Lines to restate from the data below: from the one containing "x=933, y=111" to the one containing "x=228, y=571", both included. Give them again exactly, and only them.

** INFORMATION GIVEN follows **

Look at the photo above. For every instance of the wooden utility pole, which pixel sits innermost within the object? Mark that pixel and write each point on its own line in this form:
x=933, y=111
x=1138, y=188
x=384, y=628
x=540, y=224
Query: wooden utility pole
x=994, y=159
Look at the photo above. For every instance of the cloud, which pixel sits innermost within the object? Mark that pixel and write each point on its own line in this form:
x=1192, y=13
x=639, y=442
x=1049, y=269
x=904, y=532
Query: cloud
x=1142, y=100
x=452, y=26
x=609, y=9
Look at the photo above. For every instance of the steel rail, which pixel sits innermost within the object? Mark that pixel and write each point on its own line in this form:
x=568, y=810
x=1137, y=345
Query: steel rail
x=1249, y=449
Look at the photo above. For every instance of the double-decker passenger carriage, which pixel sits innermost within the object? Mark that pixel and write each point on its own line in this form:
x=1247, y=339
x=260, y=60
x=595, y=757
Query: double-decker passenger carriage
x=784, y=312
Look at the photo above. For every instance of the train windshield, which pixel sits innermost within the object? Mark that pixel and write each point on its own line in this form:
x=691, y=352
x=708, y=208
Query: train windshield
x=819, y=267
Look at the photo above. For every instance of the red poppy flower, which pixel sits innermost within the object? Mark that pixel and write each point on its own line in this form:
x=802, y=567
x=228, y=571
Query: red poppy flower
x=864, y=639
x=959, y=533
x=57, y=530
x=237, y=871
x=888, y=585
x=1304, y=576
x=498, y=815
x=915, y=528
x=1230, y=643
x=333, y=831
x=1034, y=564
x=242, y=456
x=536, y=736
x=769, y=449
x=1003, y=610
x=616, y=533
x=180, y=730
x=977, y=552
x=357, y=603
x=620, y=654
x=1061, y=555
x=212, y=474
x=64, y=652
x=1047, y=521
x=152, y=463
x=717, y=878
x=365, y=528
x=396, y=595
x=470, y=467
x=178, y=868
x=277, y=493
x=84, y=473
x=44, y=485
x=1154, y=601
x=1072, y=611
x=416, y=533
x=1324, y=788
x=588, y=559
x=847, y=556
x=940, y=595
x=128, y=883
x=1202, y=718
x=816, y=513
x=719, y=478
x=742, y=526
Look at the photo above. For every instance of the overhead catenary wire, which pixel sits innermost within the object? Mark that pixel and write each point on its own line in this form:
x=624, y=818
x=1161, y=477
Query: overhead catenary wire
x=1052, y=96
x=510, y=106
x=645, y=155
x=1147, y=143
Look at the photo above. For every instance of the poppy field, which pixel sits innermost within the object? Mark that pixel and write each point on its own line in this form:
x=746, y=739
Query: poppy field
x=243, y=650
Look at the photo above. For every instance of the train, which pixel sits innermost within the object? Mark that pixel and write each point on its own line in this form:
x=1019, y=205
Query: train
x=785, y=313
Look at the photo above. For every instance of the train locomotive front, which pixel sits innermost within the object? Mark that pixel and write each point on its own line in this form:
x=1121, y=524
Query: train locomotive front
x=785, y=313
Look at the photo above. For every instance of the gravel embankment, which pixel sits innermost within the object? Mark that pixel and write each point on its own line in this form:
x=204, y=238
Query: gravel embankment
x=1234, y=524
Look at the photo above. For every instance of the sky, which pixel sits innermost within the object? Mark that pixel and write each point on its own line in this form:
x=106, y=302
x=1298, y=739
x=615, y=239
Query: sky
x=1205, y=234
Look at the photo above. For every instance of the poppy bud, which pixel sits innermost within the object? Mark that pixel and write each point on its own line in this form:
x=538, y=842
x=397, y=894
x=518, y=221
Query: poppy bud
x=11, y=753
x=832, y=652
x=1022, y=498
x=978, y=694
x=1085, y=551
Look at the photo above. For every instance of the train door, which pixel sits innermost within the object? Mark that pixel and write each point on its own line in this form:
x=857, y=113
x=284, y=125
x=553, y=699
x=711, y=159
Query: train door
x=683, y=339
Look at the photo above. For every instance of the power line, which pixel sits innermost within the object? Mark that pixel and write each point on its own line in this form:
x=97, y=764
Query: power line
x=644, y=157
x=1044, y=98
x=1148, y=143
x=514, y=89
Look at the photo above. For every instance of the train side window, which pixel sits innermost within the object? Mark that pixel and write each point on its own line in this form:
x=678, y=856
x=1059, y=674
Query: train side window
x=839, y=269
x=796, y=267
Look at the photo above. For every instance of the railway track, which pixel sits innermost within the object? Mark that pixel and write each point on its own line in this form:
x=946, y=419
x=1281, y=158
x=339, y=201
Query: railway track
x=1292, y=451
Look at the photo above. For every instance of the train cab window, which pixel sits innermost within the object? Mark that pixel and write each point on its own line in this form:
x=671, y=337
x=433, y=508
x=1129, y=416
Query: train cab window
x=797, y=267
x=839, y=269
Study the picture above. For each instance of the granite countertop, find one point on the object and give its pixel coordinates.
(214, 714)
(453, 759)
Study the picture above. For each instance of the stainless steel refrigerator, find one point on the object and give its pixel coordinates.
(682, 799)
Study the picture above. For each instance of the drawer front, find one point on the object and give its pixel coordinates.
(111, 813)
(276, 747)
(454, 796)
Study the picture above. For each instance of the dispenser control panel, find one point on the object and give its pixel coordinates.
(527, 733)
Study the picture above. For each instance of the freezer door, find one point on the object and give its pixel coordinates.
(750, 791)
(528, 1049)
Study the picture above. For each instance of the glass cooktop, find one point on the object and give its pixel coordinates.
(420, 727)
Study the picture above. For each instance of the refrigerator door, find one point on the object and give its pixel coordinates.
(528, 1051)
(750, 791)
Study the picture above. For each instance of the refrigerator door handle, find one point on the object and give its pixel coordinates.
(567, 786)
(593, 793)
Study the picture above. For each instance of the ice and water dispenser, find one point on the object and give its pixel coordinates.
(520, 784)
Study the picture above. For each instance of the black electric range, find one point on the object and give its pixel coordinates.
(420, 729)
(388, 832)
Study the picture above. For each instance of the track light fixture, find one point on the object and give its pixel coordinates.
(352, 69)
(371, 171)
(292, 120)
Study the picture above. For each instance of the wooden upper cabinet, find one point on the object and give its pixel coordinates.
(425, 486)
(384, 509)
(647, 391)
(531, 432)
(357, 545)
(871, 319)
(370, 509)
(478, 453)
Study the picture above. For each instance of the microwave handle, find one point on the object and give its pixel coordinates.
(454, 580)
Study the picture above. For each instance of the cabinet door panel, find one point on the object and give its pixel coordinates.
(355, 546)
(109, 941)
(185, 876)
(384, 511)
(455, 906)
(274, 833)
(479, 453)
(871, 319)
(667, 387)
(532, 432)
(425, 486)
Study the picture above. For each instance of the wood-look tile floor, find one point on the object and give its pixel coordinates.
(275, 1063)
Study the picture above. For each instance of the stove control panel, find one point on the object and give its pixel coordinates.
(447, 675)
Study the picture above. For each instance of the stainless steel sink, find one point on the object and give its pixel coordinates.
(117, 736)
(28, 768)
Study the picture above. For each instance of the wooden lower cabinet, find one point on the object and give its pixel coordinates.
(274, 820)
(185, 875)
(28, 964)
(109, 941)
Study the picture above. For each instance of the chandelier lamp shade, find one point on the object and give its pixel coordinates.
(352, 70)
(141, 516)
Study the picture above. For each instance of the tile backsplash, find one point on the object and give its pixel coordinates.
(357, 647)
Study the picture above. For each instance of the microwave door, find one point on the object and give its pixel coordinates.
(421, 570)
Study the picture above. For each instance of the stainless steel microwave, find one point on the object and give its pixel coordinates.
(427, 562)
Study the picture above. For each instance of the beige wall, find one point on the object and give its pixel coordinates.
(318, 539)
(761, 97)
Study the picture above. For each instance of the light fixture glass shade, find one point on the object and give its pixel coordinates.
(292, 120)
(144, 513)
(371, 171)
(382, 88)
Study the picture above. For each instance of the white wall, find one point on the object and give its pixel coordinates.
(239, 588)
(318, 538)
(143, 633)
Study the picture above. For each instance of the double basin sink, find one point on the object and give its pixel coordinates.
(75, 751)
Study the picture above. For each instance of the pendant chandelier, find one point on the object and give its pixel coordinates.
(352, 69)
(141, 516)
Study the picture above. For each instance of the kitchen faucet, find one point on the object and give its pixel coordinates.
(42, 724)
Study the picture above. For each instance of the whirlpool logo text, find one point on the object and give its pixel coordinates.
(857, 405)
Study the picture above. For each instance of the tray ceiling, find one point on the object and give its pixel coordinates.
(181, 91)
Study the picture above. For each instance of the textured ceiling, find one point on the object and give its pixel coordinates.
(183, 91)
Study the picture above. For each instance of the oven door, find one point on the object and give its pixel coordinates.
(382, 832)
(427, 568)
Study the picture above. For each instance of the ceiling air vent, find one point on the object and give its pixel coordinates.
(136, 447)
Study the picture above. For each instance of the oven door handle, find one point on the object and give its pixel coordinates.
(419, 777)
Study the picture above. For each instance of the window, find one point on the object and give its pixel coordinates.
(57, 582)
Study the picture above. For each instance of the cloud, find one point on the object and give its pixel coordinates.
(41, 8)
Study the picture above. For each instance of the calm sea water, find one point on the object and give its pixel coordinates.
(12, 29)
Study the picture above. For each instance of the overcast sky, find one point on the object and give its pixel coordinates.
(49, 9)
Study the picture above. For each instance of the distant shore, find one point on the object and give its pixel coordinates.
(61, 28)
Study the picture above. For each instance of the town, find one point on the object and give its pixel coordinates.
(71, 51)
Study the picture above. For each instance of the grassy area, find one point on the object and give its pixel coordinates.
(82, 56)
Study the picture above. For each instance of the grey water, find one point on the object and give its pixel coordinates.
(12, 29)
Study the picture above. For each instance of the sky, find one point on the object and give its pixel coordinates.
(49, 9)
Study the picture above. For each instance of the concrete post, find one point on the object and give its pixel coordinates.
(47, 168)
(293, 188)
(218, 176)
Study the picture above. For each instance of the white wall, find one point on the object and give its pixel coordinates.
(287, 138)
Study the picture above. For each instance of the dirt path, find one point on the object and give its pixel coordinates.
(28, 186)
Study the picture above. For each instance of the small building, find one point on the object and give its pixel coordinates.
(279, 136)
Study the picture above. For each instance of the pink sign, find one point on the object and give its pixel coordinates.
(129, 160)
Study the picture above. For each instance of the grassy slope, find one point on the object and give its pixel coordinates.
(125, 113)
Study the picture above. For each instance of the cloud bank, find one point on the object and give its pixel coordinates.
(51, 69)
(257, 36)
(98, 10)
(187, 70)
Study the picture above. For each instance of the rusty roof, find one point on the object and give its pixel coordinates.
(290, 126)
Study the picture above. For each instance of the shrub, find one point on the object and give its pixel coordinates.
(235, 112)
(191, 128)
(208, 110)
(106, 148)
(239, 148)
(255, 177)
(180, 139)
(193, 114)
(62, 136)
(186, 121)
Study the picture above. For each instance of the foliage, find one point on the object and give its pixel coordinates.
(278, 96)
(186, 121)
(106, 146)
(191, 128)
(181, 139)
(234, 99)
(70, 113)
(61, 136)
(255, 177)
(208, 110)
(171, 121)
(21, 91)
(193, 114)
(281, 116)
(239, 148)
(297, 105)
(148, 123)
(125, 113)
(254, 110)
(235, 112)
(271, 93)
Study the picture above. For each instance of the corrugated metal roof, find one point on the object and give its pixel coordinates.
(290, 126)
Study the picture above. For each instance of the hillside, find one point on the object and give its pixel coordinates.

** End of INFORMATION GIVEN **

■ RESULT ■
x=933, y=111
x=1138, y=188
x=384, y=628
x=540, y=224
Query: wooden utility pole
x=994, y=159
Look at the photo above. For every instance of the cloud, which pixel sits innermost within the object? Mark that pixel and write each point on its own line in this form:
x=1192, y=13
x=639, y=442
x=1049, y=269
x=904, y=532
Query: cloud
x=1142, y=100
x=452, y=26
x=609, y=9
Look at the photo above. For every instance of the steel rail, which pixel sits innermost within the object? Mark that pixel and write each point on its own line in this form:
x=568, y=810
x=1137, y=345
Query: steel rail
x=1249, y=449
Look at the photo above. For every instance of the double-decker passenger carriage, which pixel sits innermost within the object? Mark that pixel and write each point on its own line in this form:
x=1247, y=339
x=260, y=60
x=595, y=757
Query: double-decker passenger carriage
x=784, y=312
Look at the photo above. For every instance of the train windshield, which pixel sits innermost within the object? Mark that pixel and write each point on its own line in this form:
x=691, y=352
x=708, y=208
Query: train windshield
x=819, y=267
Look at the photo above. For every instance of the red poppy flower, which pixel sits innermost within the object? Mark that pixel and write each point on its own line in this form:
x=802, y=567
x=228, y=571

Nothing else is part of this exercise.